• _Short exercise 1_
Answer these questions about the passage on pinch points, one per line:
(a) In what kinds of places are pinch points usually installed?
(b) Which city does the passage name as having many cyclists and much traffic?
(c) From which country does the superior layout come?

• _Excerpt to read_
____________

In modern use, pinch points are often installed (along with centre hatching) to force drivers to slow down, usually in built-up areas or at the entrance to them, where there may also be a speed limit change. Sometimes they also force one stream of traffic to stop to allow the other priority, for example when crossing a narrow bridge. Sometimes there are built-out kerbs on both sides of the road; sometimes just a central island; sometimes all three. In general, they prevent drivers overtaking other cars by putting a physical obstruction in the way, even though otherwise it might be legal to overtake. (This is a built environment example of Lessig's "Code is law" - regardless of what the law might permit or prohibit, it's the way the system is coded which actually defines what behaviour is possible.)

The problem is that - something which as a driver and a cyclist (and bike designer) I experience a lot - the sudden narrowing of the carriageway causes (forces) drivers to move towards the nearside. And if there's a cyclist on the nearside, even cycling close to the kerb, he or she will suddenly have a driver passing very close, braking very hard, possibly clipping the bike or actually hitting it. It's even worse if the kerb is built out as well, since the cyclist has to swerve out into the path of the traffic which may also be swerving in to avoid a central island. In cities such as Cambridge with a lot of cyclists and a lot of traffic, the pinch points are a major problem.

A lot of injuries and deaths have been caused by this 'safety' measure. Someone very close to me was knocked off her bike and hurt after swerving onto the kerb to avoid a large truck bearing down on her as the driver tried to fit through a pinch point (similarly to the situation in the photo at the top of Howard Peel's detailed assessment of pinch points at the Bike Zone). As with so many architectures of control, the designers of these layouts seem to view most users (both drivers and cyclists) as 'enemies' who need to be cajoled and coerced into behaving a certain way, without actually looking at what their needs are.

The North Somerset Cycle Campaign's article on "Good and bad practice" with pinch points shows a far superior layout, for both drives and cyclists (photo reproduced below), from the Netherlands - cycles and cars are kept apart, neither cyclist nor driver is forced to deviate from his/her path, but drivers must give negotiate priority with their oncoming counterparts.

____________

• _Information provided_
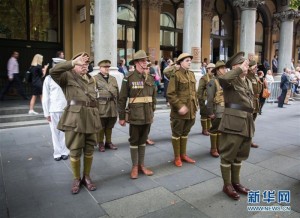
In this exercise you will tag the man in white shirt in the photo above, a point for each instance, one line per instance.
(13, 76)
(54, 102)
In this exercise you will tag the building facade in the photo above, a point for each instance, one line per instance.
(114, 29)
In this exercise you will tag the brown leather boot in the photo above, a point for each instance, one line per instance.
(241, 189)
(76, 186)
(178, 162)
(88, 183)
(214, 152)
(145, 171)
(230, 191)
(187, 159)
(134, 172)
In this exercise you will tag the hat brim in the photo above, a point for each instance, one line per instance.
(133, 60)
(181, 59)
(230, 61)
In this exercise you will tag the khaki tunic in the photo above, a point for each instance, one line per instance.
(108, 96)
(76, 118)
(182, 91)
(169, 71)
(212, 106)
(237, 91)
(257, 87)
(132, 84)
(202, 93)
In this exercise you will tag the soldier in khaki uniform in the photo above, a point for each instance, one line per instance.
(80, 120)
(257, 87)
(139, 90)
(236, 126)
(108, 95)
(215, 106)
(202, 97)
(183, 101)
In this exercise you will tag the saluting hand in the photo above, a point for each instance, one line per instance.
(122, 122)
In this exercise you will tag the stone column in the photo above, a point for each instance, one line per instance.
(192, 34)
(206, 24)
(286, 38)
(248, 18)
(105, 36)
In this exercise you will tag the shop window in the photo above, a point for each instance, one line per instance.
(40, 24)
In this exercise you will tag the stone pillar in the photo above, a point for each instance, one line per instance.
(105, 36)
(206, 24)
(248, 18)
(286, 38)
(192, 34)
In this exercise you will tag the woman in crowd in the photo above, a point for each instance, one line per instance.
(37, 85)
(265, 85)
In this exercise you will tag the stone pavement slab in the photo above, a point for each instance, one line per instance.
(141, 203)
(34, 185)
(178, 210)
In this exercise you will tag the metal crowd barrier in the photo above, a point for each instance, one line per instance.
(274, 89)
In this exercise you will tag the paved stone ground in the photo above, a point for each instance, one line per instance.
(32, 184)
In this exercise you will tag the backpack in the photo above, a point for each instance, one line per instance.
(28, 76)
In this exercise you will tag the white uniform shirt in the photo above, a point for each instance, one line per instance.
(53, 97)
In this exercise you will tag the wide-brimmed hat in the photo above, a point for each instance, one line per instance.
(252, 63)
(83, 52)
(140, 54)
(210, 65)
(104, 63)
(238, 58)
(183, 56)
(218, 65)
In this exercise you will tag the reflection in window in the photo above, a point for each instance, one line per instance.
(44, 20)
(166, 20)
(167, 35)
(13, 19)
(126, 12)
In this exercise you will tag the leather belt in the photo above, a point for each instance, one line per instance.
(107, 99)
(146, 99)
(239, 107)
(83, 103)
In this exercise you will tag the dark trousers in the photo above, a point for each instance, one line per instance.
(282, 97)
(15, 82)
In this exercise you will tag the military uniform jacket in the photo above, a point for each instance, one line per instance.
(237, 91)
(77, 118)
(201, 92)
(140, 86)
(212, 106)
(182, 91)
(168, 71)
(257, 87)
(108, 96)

____________

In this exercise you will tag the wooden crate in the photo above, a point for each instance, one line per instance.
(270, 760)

____________

• _Short exercise 2_
Pull out every line of the records that contains the word "crowd", matching its case.

• _Correct response 1_
(a) In built-up areas or at the entrance to them.
(b) Cambridge.
(c) The Netherlands.

• _Correct response 2_
In this exercise you will tag the woman in crowd in the photo above, a point for each instance, one line per instance.
In this exercise you will tag the metal crowd barrier in the photo above, a point for each instance, one line per instance.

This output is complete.